_Written request_: Could you copy out, unchanged, the part of the records below that opens with the line containing "Pick out each instance of the torn plastic" and closes with the line containing "<point>524,365</point>", including both of those lines?

_Records for this exercise_:
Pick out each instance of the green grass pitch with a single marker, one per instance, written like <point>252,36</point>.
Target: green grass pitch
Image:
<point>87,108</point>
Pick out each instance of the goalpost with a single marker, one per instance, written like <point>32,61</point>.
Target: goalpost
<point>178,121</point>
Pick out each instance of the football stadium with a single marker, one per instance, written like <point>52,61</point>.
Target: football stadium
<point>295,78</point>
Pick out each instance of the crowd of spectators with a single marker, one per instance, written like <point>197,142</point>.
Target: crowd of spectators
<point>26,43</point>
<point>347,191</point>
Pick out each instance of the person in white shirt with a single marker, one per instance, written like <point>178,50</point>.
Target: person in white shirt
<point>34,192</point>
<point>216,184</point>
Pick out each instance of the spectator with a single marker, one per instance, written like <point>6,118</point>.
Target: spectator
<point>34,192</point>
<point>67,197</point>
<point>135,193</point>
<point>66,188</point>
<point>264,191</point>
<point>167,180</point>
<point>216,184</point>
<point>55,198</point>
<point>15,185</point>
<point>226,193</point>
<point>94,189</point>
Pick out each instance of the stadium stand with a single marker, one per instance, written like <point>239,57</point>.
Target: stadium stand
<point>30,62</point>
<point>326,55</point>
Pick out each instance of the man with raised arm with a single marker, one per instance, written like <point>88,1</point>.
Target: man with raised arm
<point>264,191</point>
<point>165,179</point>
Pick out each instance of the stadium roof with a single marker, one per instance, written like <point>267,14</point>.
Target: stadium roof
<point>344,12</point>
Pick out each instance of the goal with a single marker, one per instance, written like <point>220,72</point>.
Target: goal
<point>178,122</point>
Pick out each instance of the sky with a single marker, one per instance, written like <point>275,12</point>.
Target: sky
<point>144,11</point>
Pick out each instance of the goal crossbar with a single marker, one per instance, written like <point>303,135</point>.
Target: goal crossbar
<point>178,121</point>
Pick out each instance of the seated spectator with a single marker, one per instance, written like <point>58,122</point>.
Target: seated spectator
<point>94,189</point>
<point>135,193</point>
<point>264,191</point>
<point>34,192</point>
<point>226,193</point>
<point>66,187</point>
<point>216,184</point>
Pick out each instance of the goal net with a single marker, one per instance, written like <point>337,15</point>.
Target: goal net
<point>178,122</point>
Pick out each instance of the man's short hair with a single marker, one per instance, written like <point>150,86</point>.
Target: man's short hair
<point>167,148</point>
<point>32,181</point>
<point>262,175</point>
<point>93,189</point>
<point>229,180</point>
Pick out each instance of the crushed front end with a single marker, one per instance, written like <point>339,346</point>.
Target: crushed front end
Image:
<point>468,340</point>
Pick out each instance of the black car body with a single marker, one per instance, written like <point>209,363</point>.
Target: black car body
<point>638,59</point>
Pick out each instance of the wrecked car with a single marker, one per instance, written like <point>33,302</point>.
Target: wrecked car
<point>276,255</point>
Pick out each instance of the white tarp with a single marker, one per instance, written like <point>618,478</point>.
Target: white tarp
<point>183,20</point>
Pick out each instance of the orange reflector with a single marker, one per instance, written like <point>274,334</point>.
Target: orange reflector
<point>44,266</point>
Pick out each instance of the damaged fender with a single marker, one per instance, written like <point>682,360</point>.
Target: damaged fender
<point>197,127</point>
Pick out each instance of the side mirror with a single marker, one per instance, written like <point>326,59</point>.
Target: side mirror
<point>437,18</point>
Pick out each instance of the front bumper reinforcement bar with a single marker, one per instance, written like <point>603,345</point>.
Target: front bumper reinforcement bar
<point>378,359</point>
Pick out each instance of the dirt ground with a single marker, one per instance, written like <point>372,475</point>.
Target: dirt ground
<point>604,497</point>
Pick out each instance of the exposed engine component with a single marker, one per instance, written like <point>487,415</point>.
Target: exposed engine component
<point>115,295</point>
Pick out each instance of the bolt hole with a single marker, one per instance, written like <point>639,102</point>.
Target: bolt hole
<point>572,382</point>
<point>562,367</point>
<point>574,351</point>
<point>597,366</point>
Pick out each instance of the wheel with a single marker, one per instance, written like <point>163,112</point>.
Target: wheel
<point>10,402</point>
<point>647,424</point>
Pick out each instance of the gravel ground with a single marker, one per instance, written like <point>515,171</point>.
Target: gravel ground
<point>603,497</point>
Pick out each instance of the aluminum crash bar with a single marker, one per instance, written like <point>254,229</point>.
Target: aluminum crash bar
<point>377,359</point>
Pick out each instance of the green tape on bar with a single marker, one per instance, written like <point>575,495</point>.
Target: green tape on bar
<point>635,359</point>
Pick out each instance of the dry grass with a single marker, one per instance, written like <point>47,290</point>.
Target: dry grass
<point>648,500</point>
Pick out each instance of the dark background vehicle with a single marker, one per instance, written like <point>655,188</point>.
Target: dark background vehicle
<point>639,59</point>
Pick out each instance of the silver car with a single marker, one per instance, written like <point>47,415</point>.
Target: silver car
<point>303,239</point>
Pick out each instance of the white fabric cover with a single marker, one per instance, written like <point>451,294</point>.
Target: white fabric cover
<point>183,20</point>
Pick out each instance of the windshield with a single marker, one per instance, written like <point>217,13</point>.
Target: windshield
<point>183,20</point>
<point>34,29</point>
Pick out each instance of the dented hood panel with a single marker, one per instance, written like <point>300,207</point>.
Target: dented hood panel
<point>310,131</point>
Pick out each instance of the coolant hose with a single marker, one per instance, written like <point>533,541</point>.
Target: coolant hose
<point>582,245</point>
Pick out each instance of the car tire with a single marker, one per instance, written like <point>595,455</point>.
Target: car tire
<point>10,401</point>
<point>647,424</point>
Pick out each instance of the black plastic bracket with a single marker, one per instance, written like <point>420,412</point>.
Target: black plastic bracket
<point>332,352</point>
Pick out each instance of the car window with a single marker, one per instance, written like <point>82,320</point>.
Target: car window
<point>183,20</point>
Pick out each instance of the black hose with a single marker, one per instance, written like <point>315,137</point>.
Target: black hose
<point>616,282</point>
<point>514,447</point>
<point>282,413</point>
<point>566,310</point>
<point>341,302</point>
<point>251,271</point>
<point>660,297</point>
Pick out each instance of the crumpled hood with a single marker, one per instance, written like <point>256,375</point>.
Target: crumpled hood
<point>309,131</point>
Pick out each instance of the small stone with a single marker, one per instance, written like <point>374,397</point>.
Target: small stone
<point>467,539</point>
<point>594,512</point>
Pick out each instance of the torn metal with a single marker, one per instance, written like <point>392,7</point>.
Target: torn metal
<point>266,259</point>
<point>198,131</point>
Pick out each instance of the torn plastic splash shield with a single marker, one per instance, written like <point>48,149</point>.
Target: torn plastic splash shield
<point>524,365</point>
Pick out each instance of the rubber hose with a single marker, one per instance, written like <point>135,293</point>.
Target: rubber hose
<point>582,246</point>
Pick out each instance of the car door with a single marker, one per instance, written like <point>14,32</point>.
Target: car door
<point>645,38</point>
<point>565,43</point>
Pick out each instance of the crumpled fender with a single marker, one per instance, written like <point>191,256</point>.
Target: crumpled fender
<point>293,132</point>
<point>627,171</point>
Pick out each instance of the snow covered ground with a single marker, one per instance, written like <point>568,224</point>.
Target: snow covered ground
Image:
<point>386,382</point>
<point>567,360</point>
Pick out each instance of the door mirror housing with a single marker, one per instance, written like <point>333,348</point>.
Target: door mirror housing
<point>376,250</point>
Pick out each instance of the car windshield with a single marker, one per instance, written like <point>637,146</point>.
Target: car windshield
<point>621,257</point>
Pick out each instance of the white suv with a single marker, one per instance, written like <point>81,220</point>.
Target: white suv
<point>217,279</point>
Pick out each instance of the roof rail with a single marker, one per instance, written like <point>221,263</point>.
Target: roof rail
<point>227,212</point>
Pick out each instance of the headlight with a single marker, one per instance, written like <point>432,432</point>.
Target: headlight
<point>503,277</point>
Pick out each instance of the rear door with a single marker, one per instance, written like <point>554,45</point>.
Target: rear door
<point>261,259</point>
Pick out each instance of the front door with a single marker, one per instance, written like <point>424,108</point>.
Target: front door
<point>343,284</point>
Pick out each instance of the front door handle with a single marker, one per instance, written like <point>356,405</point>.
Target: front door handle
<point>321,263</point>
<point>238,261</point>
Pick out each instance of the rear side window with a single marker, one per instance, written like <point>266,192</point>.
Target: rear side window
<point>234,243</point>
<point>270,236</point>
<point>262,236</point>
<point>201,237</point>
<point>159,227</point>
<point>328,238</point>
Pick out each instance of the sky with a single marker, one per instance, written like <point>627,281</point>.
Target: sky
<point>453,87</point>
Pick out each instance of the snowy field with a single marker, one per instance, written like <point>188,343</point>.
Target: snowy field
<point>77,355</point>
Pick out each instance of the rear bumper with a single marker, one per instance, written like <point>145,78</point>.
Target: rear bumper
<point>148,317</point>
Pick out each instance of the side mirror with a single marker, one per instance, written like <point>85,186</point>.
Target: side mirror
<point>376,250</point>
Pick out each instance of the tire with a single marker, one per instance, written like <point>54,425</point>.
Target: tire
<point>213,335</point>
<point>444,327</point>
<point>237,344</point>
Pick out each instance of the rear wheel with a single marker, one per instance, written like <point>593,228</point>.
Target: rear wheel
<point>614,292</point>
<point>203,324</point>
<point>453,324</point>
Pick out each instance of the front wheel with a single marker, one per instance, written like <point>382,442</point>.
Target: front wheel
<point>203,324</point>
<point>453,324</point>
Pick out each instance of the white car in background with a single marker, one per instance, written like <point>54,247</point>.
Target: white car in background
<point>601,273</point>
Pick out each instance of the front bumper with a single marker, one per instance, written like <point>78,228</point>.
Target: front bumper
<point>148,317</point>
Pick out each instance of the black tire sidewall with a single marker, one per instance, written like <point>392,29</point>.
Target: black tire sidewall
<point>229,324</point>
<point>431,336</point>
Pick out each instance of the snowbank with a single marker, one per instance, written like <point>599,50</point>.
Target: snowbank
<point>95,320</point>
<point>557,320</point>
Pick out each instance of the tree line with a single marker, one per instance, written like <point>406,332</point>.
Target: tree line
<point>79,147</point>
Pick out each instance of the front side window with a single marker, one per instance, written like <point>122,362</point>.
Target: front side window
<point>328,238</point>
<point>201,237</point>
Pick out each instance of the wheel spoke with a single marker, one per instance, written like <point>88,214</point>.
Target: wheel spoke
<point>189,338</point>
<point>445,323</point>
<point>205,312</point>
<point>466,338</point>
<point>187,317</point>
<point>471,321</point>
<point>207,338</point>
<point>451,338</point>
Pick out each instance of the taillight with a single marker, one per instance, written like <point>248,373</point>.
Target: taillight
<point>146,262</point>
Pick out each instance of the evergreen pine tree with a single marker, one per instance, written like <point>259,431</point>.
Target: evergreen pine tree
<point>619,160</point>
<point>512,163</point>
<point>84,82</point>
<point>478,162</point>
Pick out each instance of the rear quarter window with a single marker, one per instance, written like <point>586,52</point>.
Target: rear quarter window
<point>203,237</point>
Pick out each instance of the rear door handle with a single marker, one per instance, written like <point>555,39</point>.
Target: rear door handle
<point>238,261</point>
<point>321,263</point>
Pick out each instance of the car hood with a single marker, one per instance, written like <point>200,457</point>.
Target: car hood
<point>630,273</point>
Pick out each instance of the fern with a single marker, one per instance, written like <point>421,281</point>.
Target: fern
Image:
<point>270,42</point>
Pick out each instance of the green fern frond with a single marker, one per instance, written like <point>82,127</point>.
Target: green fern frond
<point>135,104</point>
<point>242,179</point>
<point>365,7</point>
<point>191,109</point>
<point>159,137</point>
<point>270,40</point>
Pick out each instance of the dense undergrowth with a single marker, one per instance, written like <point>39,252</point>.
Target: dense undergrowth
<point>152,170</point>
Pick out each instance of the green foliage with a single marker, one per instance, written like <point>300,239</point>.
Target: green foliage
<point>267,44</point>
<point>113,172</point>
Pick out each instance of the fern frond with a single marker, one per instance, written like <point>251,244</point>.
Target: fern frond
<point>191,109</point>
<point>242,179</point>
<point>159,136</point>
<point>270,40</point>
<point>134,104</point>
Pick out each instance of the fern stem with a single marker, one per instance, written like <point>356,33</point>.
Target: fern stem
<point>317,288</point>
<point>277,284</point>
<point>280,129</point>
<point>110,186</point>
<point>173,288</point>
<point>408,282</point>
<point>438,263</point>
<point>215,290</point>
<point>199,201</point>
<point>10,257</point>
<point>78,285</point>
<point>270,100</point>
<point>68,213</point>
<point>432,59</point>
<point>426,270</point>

_Response to the task_:
Pick out each instance of the torn plastic splash shield with a single marker, one per instance, written like <point>48,149</point>.
Target: torn plastic splash shield
<point>524,365</point>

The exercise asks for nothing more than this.